TASK: Copy the material below line for line, keeping every word and number unchanged, and leave out the picture.

RECORDS FOR PROCESSING:

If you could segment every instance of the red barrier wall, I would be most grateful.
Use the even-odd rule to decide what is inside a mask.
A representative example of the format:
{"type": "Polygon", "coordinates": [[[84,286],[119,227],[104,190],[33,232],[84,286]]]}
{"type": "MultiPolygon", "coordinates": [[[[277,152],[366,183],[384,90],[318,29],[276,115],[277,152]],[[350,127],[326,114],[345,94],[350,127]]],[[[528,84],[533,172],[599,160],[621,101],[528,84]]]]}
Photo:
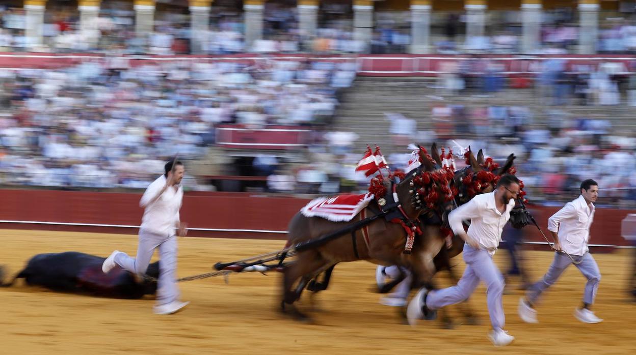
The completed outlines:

EXERCISE OUTPUT:
If you could segment every instance of the red barrier wall, I would be most grateful.
Use the even-odd rule to decide what is inside a mask.
A representative example of the format:
{"type": "Polygon", "coordinates": [[[84,286],[119,227],[104,190],[33,232],[84,286]]]}
{"type": "MultiPolygon", "coordinates": [[[[277,152],[366,183],[384,90],[318,29],[276,115],[277,152]],[[350,127],[326,114],[345,94],[350,127]]],[[[528,84],[533,172],[599,160],[621,101],[528,84]]]]}
Photo:
The completed outlines:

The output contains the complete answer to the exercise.